EXERCISE MATERIAL:
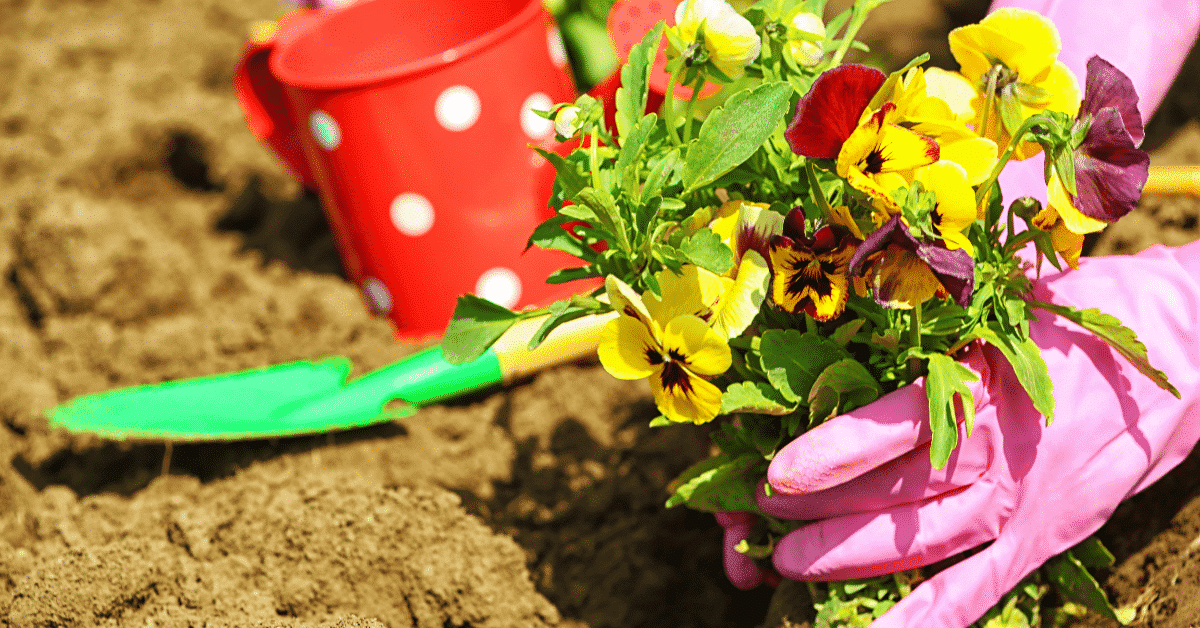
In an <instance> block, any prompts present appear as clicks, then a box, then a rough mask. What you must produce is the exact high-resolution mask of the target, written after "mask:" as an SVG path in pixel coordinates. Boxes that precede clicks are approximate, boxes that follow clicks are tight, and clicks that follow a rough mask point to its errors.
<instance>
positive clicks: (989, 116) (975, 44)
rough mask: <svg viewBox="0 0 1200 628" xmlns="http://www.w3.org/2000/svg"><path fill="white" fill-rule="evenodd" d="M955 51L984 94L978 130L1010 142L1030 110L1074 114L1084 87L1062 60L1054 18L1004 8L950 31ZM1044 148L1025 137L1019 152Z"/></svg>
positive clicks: (1035, 113)
mask: <svg viewBox="0 0 1200 628" xmlns="http://www.w3.org/2000/svg"><path fill="white" fill-rule="evenodd" d="M949 40H950V53H952V54H953V55H954V59H956V60H958V62H959V66H960V67H961V72H962V76H964V77H966V79H967V80H970V82H971V83H972V84H973V85H974V88H976V91H977V92H978V95H977V96H976V98H974V100H973V101H972V106H973V108H974V109H976V110H977V112H978V114H977V116H976V119H974V127H976V131H977V132H978V133H979V134H980V136H983V137H986V138H989V139H994V140H995V142H996V143H997V144H1001V145H1007V144H1008V143H1009V142H1010V140H1012V133H1013V132H1015V131H1016V127H1018V126H1019V125H1020V124H1021V122H1022V121H1024V120H1025V119H1026V118H1028V116H1031V115H1033V114H1037V113H1040V112H1045V110H1054V112H1062V113H1067V114H1072V115H1074V113H1075V112H1076V110H1078V109H1079V101H1080V90H1079V83H1078V82H1076V80H1075V76H1074V74H1072V73H1070V70H1068V68H1067V66H1066V65H1064V64H1063V62H1062V61H1058V52H1060V50H1061V49H1062V41H1061V40H1060V38H1058V30H1057V29H1056V28H1055V25H1054V23H1052V22H1050V20H1049V19H1048V18H1045V17H1043V16H1040V14H1038V13H1036V12H1033V11H1027V10H1024V8H1012V7H1004V8H1000V10H997V11H995V12H992V13H991V14H989V16H988V17H985V18H984V19H983V20H982V22H979V23H978V24H971V25H967V26H961V28H958V29H954V30H953V31H950V37H949ZM1040 150H1042V146H1039V145H1038V144H1037V143H1033V142H1024V143H1021V144H1020V145H1019V146H1018V149H1016V150H1015V151H1014V152H1013V156H1014V159H1018V160H1022V159H1026V157H1031V156H1033V155H1037V154H1038V152H1039V151H1040Z"/></svg>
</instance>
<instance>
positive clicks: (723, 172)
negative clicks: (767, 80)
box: [683, 83, 792, 192]
mask: <svg viewBox="0 0 1200 628" xmlns="http://www.w3.org/2000/svg"><path fill="white" fill-rule="evenodd" d="M791 95H792V88H791V85H788V84H787V83H767V84H763V85H760V86H757V88H755V89H751V90H748V91H739V92H737V94H734V95H733V96H732V97H731V98H730V100H728V101H727V102H726V103H725V104H724V106H722V107H718V108H716V109H714V110H713V113H710V114H709V115H708V119H706V120H704V124H703V126H701V127H700V134H698V136H697V138H696V140H695V142H692V143H690V144H689V145H688V154H686V156H685V157H684V167H683V184H684V187H685V189H686V191H688V192H691V191H695V190H697V189H700V187H701V186H703V185H707V184H709V183H712V181H714V180H716V178H718V177H720V175H722V174H725V173H727V172H730V171H732V169H733V168H734V167H737V166H738V165H740V163H742V162H743V161H745V160H746V159H749V157H750V155H754V152H755V151H756V150H758V148H760V146H762V144H763V142H766V140H767V138H769V137H770V134H772V133H773V132H774V131H775V125H778V124H781V122H782V120H784V118H785V116H786V114H787V104H788V98H790V97H791Z"/></svg>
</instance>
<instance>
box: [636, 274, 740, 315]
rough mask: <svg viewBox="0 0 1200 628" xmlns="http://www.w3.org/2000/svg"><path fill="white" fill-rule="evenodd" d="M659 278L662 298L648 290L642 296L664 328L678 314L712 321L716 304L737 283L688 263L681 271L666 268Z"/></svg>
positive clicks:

HOW TO COMPLETE THIS TASK:
Lines to set down from above: the line with "positive clicks: (989, 116) (975, 44)", the line with "51L984 94L978 130L1010", and every line between, each exactly as written.

PROBLEM SOLUTION:
positive clicks: (989, 116) (975, 44)
rough mask: <svg viewBox="0 0 1200 628" xmlns="http://www.w3.org/2000/svg"><path fill="white" fill-rule="evenodd" d="M955 51L984 94L978 130L1010 142L1030 110L1074 114L1084 87L1062 60L1054 18L1004 8L950 31ZM1044 148L1025 137L1019 152Z"/></svg>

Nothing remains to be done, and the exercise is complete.